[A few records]
--------
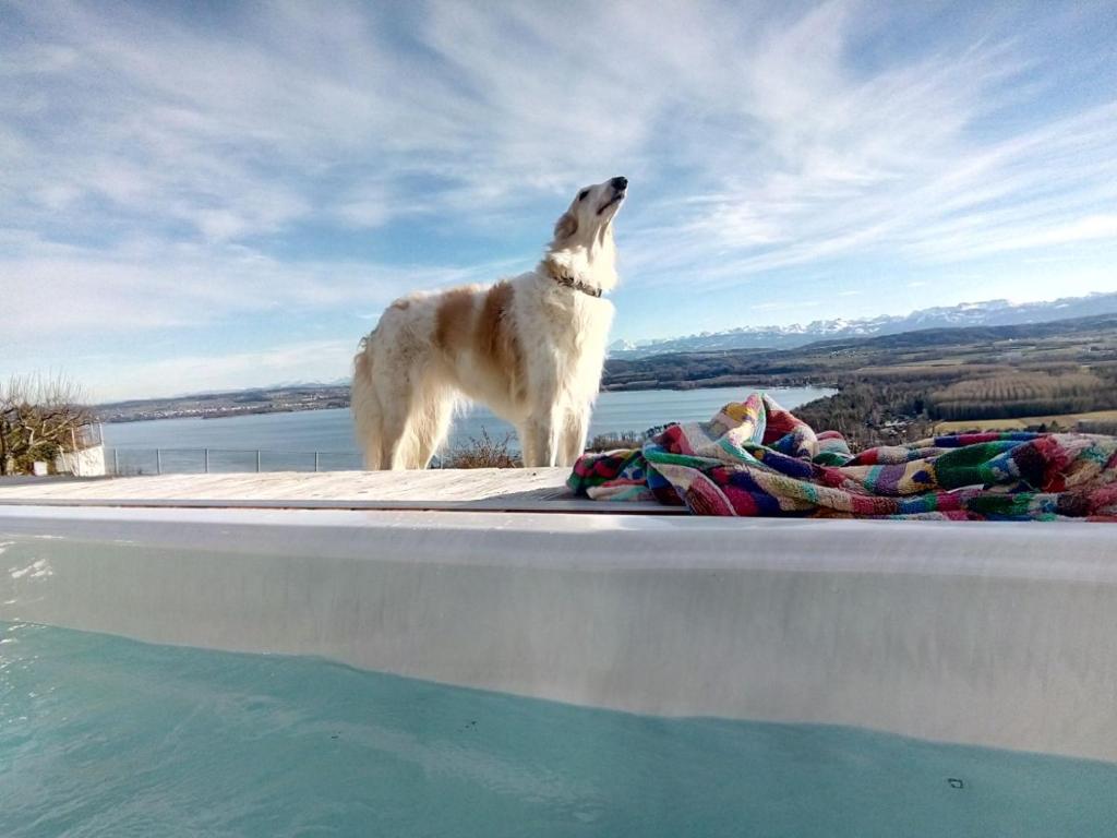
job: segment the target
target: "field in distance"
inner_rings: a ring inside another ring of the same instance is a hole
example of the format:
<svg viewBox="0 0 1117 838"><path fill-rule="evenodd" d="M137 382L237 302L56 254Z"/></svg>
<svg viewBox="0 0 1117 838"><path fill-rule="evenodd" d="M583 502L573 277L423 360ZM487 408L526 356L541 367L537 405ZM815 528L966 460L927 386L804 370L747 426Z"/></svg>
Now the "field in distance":
<svg viewBox="0 0 1117 838"><path fill-rule="evenodd" d="M977 419L970 421L938 422L935 434L958 434L966 430L1027 430L1046 426L1071 429L1079 423L1117 423L1117 410L1091 410L1086 413L1059 413L1057 416L1024 416L1015 419Z"/></svg>

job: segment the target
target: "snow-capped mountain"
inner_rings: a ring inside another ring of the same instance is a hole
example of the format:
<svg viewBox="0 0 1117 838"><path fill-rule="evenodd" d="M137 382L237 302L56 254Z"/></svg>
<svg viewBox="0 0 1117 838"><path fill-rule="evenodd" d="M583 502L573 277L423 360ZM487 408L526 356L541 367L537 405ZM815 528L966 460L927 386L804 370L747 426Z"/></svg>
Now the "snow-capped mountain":
<svg viewBox="0 0 1117 838"><path fill-rule="evenodd" d="M832 337L872 337L914 332L918 328L955 326L1008 326L1043 323L1095 314L1117 313L1117 292L1063 297L1042 303L1010 303L990 299L953 306L922 308L906 315L881 315L863 320L817 320L805 326L741 326L726 332L700 332L685 337L658 341L617 341L609 347L611 358L643 358L663 352L704 352L735 349L794 349Z"/></svg>

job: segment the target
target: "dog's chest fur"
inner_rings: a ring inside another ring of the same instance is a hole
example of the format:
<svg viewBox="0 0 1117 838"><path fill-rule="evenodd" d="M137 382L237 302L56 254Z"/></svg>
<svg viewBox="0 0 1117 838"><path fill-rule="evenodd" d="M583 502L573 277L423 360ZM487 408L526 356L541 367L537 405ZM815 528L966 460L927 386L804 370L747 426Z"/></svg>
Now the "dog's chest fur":
<svg viewBox="0 0 1117 838"><path fill-rule="evenodd" d="M540 282L528 275L524 291L521 340L528 374L556 375L556 394L567 403L591 401L598 393L613 305L580 291Z"/></svg>

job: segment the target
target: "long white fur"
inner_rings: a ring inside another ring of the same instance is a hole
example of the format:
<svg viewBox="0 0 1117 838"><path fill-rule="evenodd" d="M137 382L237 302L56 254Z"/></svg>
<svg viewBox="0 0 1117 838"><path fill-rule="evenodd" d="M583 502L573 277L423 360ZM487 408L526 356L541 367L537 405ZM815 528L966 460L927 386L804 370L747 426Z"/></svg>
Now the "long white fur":
<svg viewBox="0 0 1117 838"><path fill-rule="evenodd" d="M518 388L483 362L478 346L448 352L436 341L449 295L460 302L468 293L478 310L488 287L414 294L385 310L354 358L352 411L366 468L426 468L464 399L486 403L517 429L525 466L569 466L582 454L613 306L556 277L603 292L615 286L619 180L581 190L535 269L505 280L512 286L506 325L523 361Z"/></svg>

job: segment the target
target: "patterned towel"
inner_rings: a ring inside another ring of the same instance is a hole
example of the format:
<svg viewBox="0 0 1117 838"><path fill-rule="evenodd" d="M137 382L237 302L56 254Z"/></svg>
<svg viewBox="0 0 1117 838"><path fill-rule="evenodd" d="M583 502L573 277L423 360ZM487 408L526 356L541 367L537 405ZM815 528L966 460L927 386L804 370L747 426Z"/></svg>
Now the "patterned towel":
<svg viewBox="0 0 1117 838"><path fill-rule="evenodd" d="M752 393L642 448L588 454L567 485L697 515L1117 522L1117 438L958 434L855 455Z"/></svg>

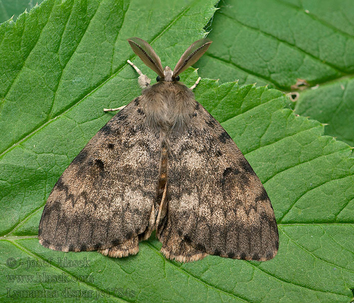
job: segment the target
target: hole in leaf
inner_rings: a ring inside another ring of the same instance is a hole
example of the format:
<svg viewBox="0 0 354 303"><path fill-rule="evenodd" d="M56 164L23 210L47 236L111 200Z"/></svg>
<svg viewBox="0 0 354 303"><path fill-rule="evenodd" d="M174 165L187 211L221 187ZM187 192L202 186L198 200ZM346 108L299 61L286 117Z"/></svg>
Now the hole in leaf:
<svg viewBox="0 0 354 303"><path fill-rule="evenodd" d="M297 91L293 91L292 92L289 92L287 95L291 101L295 102L299 98L300 94Z"/></svg>

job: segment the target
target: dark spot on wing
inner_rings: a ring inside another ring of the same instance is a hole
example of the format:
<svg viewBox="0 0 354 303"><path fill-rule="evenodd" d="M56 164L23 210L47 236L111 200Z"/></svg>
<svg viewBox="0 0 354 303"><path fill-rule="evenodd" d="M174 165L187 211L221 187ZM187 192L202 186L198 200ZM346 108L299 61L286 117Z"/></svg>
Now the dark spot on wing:
<svg viewBox="0 0 354 303"><path fill-rule="evenodd" d="M73 163L81 163L83 162L87 156L87 152L86 150L81 150L79 154L72 161Z"/></svg>
<svg viewBox="0 0 354 303"><path fill-rule="evenodd" d="M131 136L134 136L137 133L137 131L134 129L134 128L130 127L130 129L129 129L129 134Z"/></svg>
<svg viewBox="0 0 354 303"><path fill-rule="evenodd" d="M119 112L119 113L121 113L121 112ZM121 115L120 115L118 118L120 121L123 121L127 118L128 118L128 115L126 115L125 114L122 114Z"/></svg>
<svg viewBox="0 0 354 303"><path fill-rule="evenodd" d="M103 127L102 127L101 129L101 130L100 131L101 132L104 133L105 135L107 135L107 134L109 134L111 131L112 131L112 128L107 124L106 124L106 125L105 125Z"/></svg>
<svg viewBox="0 0 354 303"><path fill-rule="evenodd" d="M241 161L240 161L240 165L245 171L252 175L255 175L254 171L253 171L253 169L249 165L249 163L248 163L248 162L245 158L244 158Z"/></svg>
<svg viewBox="0 0 354 303"><path fill-rule="evenodd" d="M259 260L259 255L256 252L255 254L253 254L253 256L252 256L252 260Z"/></svg>
<svg viewBox="0 0 354 303"><path fill-rule="evenodd" d="M223 131L219 136L219 140L220 140L222 143L226 143L226 141L230 138L231 137L229 135L229 134L226 131Z"/></svg>
<svg viewBox="0 0 354 303"><path fill-rule="evenodd" d="M267 191L266 191L266 189L263 188L263 189L262 189L262 193L260 195L256 198L256 202L257 202L258 201L265 201L268 200L269 198L268 197L268 195L267 193Z"/></svg>
<svg viewBox="0 0 354 303"><path fill-rule="evenodd" d="M102 244L101 243L98 243L97 244L95 244L95 246L94 246L94 250L98 250L101 247L102 247Z"/></svg>

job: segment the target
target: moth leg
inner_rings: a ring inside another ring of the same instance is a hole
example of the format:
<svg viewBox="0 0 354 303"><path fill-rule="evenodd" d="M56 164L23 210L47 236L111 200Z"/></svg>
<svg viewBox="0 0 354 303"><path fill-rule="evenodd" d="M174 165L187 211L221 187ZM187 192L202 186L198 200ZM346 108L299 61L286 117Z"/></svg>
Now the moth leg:
<svg viewBox="0 0 354 303"><path fill-rule="evenodd" d="M117 246L106 249L99 249L98 252L104 256L113 258L127 257L128 255L136 255L139 251L139 241L138 236L121 243Z"/></svg>
<svg viewBox="0 0 354 303"><path fill-rule="evenodd" d="M198 79L197 79L197 81L195 81L195 83L192 86L191 86L191 87L189 88L189 89L191 89L191 90L193 90L193 89L194 89L194 88L195 88L197 87L197 85L198 85L198 84L199 83L199 82L200 81L200 80L201 80L201 79L202 79L202 78L201 78L201 77L198 77Z"/></svg>
<svg viewBox="0 0 354 303"><path fill-rule="evenodd" d="M185 263L200 260L208 256L208 254L198 250L182 239L171 221L166 221L164 226L157 232L159 240L162 243L161 252L166 258Z"/></svg>
<svg viewBox="0 0 354 303"><path fill-rule="evenodd" d="M123 105L116 109L103 109L104 112L114 112L114 111L120 111L124 108L126 106Z"/></svg>
<svg viewBox="0 0 354 303"><path fill-rule="evenodd" d="M149 78L146 75L144 75L142 73L141 71L137 67L137 66L130 60L128 60L126 62L129 63L131 66L134 68L134 69L137 71L137 72L140 75L138 78L138 83L142 88L147 87L150 85L151 79Z"/></svg>

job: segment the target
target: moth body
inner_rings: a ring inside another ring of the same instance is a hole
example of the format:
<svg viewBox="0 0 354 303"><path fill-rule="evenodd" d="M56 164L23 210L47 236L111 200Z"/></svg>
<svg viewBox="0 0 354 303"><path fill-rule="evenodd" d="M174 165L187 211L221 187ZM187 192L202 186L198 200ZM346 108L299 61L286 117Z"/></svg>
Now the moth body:
<svg viewBox="0 0 354 303"><path fill-rule="evenodd" d="M193 43L172 71L146 41L128 39L158 75L114 116L63 172L48 197L39 242L64 251L126 257L156 230L179 262L208 255L264 261L278 232L264 187L233 139L179 75L211 41ZM195 87L195 85L193 86Z"/></svg>

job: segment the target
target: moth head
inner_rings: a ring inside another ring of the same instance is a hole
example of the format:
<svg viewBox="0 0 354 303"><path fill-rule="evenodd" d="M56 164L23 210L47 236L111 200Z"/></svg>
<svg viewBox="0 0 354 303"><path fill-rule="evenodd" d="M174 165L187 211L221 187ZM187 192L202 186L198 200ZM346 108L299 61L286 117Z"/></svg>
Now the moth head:
<svg viewBox="0 0 354 303"><path fill-rule="evenodd" d="M180 80L179 75L199 60L208 48L211 41L204 38L196 41L181 56L173 71L166 66L164 70L161 60L151 46L142 39L133 37L128 39L131 48L143 62L158 75L156 81L174 82Z"/></svg>

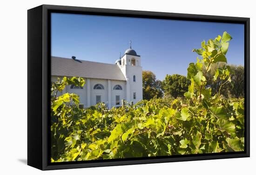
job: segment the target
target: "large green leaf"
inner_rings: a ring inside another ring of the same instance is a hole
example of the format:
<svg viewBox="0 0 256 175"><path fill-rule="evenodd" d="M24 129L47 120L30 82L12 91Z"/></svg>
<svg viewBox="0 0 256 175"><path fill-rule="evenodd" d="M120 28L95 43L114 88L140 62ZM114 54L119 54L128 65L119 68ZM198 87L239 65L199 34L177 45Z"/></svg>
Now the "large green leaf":
<svg viewBox="0 0 256 175"><path fill-rule="evenodd" d="M185 139L182 139L180 141L181 145L180 145L180 148L188 148L188 144L189 143L189 142L187 138Z"/></svg>
<svg viewBox="0 0 256 175"><path fill-rule="evenodd" d="M227 58L224 54L218 54L217 56L215 57L212 62L216 63L218 62L227 62Z"/></svg>
<svg viewBox="0 0 256 175"><path fill-rule="evenodd" d="M218 118L228 119L229 117L227 110L223 106L212 106L210 109L212 112Z"/></svg>
<svg viewBox="0 0 256 175"><path fill-rule="evenodd" d="M202 81L205 81L206 80L201 71L198 71L196 75L193 77L193 78L195 82L198 86L201 86Z"/></svg>
<svg viewBox="0 0 256 175"><path fill-rule="evenodd" d="M197 69L194 63L189 64L189 66L188 68L188 75L187 78L190 79L197 73Z"/></svg>

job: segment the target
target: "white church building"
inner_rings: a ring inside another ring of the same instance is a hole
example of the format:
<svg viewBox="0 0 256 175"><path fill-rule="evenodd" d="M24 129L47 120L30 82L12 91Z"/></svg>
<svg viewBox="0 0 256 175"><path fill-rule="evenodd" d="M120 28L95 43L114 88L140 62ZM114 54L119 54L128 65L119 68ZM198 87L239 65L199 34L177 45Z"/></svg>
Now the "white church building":
<svg viewBox="0 0 256 175"><path fill-rule="evenodd" d="M52 81L64 76L84 79L83 87L67 86L62 92L78 94L84 107L104 102L110 108L121 106L122 100L135 104L142 99L141 56L131 47L115 64L52 56L51 64Z"/></svg>

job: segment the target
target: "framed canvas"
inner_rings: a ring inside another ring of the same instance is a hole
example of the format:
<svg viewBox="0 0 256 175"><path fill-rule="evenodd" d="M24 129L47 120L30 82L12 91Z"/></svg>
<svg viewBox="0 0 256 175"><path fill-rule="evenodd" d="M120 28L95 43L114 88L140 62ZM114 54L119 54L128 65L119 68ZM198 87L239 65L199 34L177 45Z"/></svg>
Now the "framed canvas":
<svg viewBox="0 0 256 175"><path fill-rule="evenodd" d="M28 10L27 163L249 156L249 19Z"/></svg>

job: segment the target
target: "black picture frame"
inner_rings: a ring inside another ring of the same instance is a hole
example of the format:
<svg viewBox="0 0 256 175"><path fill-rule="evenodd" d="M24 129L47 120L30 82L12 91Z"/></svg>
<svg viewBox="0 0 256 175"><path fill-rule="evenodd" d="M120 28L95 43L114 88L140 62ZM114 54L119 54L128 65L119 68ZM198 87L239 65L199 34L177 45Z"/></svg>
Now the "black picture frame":
<svg viewBox="0 0 256 175"><path fill-rule="evenodd" d="M244 151L141 158L51 163L49 102L51 12L169 19L244 25ZM43 5L27 11L27 164L41 170L189 161L249 156L249 18Z"/></svg>

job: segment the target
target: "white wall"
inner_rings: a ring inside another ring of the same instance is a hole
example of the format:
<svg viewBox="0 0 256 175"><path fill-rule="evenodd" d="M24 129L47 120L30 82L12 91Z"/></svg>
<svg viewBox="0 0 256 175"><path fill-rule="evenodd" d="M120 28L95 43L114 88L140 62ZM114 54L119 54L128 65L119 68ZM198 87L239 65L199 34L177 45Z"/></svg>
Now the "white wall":
<svg viewBox="0 0 256 175"><path fill-rule="evenodd" d="M119 84L122 87L122 90L114 90L114 87ZM111 106L113 106L115 105L115 96L120 96L120 100L122 99L126 99L126 81L119 81L116 80L111 80ZM121 103L120 102L120 105Z"/></svg>
<svg viewBox="0 0 256 175"><path fill-rule="evenodd" d="M132 59L135 60L135 66L132 66L131 63ZM129 86L129 90L127 92L127 100L129 103L132 101L134 104L141 100L143 98L142 94L142 67L141 65L140 56L134 56L130 55L125 54L121 58L122 62L125 63L125 65L121 64L121 69L128 79L128 86ZM143 59L143 58L142 58ZM130 64L129 64L129 60ZM143 66L143 65L142 65ZM135 75L136 81L133 81L133 76ZM136 99L134 99L134 93L136 93Z"/></svg>
<svg viewBox="0 0 256 175"><path fill-rule="evenodd" d="M250 17L251 77L256 76L255 59L256 42L256 13L254 1L215 0L213 2L201 0L2 0L0 11L1 32L0 42L1 76L1 152L0 159L3 175L253 175L256 162L256 81L251 79L251 155L250 158L213 160L125 166L72 169L41 171L25 164L27 159L27 12L40 5L54 4L138 10L178 13L218 15ZM129 38L128 39L130 39ZM132 38L131 39L132 39ZM36 58L35 58L36 59ZM142 65L143 66L143 65ZM13 82L15 82L15 85ZM8 84L8 86L5 85ZM7 90L8 87L8 90ZM11 92L9 93L8 92ZM17 102L14 100L18 100ZM18 105L13 109L13 103ZM5 143L5 144L3 144ZM8 143L7 144L6 143Z"/></svg>

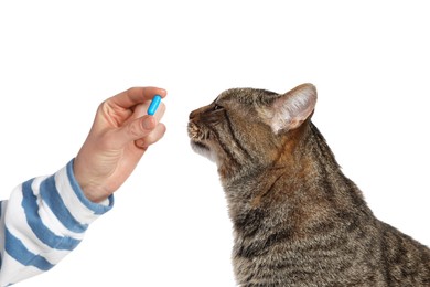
--------
Write out the lines from the beginning of the records through the line that contains "337L872 337L914 332L918", both ends included, without the pictures.

job: segment the target
target: "field in distance"
inner_rings: a ring inside another ring of the same instance is a hole
example of the format:
<svg viewBox="0 0 1117 838"><path fill-rule="evenodd" d="M137 382L237 302L56 254Z"/></svg>
<svg viewBox="0 0 1117 838"><path fill-rule="evenodd" d="M583 502L573 277L423 360ZM487 408L526 356L541 367L537 405ZM815 528L966 460L927 386L804 370L747 426Z"/></svg>
Now the "field in distance":
<svg viewBox="0 0 1117 838"><path fill-rule="evenodd" d="M977 419L970 421L938 422L935 434L958 434L966 430L1027 430L1046 426L1071 429L1079 423L1117 423L1117 410L1091 410L1086 413L1059 413L1057 416L1024 416L1015 419Z"/></svg>

job: segment the target
target: "snow-capped mountain"
inner_rings: a ring inside another ring of the same instance is a hole
example of the format:
<svg viewBox="0 0 1117 838"><path fill-rule="evenodd" d="M137 382L237 302L56 254Z"/></svg>
<svg viewBox="0 0 1117 838"><path fill-rule="evenodd" d="M583 502L573 277L423 360ZM487 408L526 356L541 367L537 405ZM815 528L966 460L927 386L804 370L747 426Z"/></svg>
Now the "snow-capped mountain":
<svg viewBox="0 0 1117 838"><path fill-rule="evenodd" d="M832 337L872 337L914 332L918 328L955 326L1008 326L1043 323L1095 314L1117 313L1117 292L1063 297L1042 303L1010 303L990 299L953 306L922 308L906 315L881 315L863 320L817 320L805 326L741 326L726 332L700 332L685 337L658 341L617 341L609 347L611 358L643 358L663 352L704 352L735 349L794 349Z"/></svg>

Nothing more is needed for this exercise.